**Text under study**:
Coaching Your Children So You Can Do Less

Um, actually we meant to say, “So your children can become responsible, independent, and successful people”…and of course you can do less.

Self-monitoring is a valuable skill where children learn to evaluate their own behavior and take steps to improve the outcome. So, if you have a child who chronically forgets to take their homework to school, you can coach them to learn how to do it for themselves. Self-monitoring not only helps children learn a valuable life skill that can be applied in many areas, but it also helps parents channel energy into productive interactions around frustrating situations. This can help avoid nagging, scolding, or verbally reprimanding a child for their shortcomings.

The cornerstone of self-monitoring is self-talk. Self-talk is talking oneself through the steps that are needed to accomplish a goal. Talking to oneself activates the areas of the brain (left hemisphere/pre-frontal cortex) that help a person think calmly and logically and helps to avoid acting solely from parts of the brain (right hemisphere/limbic) which tend to be more impulsive and emotionally reactive. Some children, like successful students, self-monitor without even thinking about it, but others may need coaching to develop this important skill.

The following 4 questions are a great foundation to help children self-monitor a specific problem.

Question 1: What is the problem?
Answer: Forgetting to take my homework to school.

Question 2: What is the plan?
Answer: To put my homework in my backpack before bed.

Question 3: How am I doing?
Answer: Not so well at first. I forgot my homework twice, so I improved my plan by tying a ribbon around my toothbrush to remind myself.

Question 4: How did I do?
Answer: With the ribbon I remembered my homework every day. Maybe in two weeks I will try it without the ribbon.

To coach a child, an adult needs to help the child think through the process. The idea is not to provide answers for your children, but to help them learn to think on their own instead of relying on you. This is a key ingredient in helping your child develop the skill of self-monitoring. Also remember to be patient and non-judgmental when coaching your child. For example, if your child forgets a part of their plan, like not noticing the ribbon, gently remind them to notice what is on their toothbrush and have them try to remember why it is there.

**Dataset excerpt**:
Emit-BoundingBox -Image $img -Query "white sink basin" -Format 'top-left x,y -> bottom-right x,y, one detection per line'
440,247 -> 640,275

**Problems and tasks**:
a: List the four questions that the article on coaching children gives as a foundation for self-monitoring.
b: In the article on coaching children, what does the child tie around the toothbrush as a reminder?
c: Please pick up the article on coaching children after its last sentence and continue writing it.
The data is separate from the article on coaching children and has nothing to do with it.

**Written responses**:
a:
What is the problem?
What is the plan?
How am I doing?
How did I do?

b: A ribbon.

c:
When interacting with your child be positive and supportive. You can even make it fun. For example, if your child can’t think through ways to remember their homework, offer them funny options, “You can tie a ribbon to your toothbrush or you can put a worm on your bed”. Remember this process takes time because what you are doing is teaching your child to think differently. It also requires that adults be consistent, which is one of the greatest factors influencing how much your child will benefit from self-monitoring.

Self-Monitoring and the Brain
Coaching children to self-monitor, helps change their behavior for the long term because it requires children to develop or use new circuits in their brain. Every time your child practices self-monitoring they are increasing those brain connections. As mentioned above, self-talk helps children use the logical part of their brain (left hemisphere/pre-frontal cortex) rather than their emotional part (right hemisphere/limbic). It takes time because your child is using their brain in a new way and need to build new neural pathways.

Self-Monitoring has Many Applications
Self-monitoring is making ourselves aware of how we think or behave and then altering the way we respond to these unhealthy or unwanted patterns. So, if we choose to, we can use self-monitoring in many areas, including depression and anxiety.

Landmark studies have shown that behavioral methods, like self-monitoring, are as effective as medication in some cases. This is good news for many because there are no side-effects, like there can be with medications. The change is also permanent, whereas with medication, once a person stops using a drug or the drug is no longer effective, they still may struggle with the same problem. Some people find behavioral methods more empowering because they become their own agent of change. Behavioral approaches are more time and labor intensive and the changes may not be apparent for several weeks or months.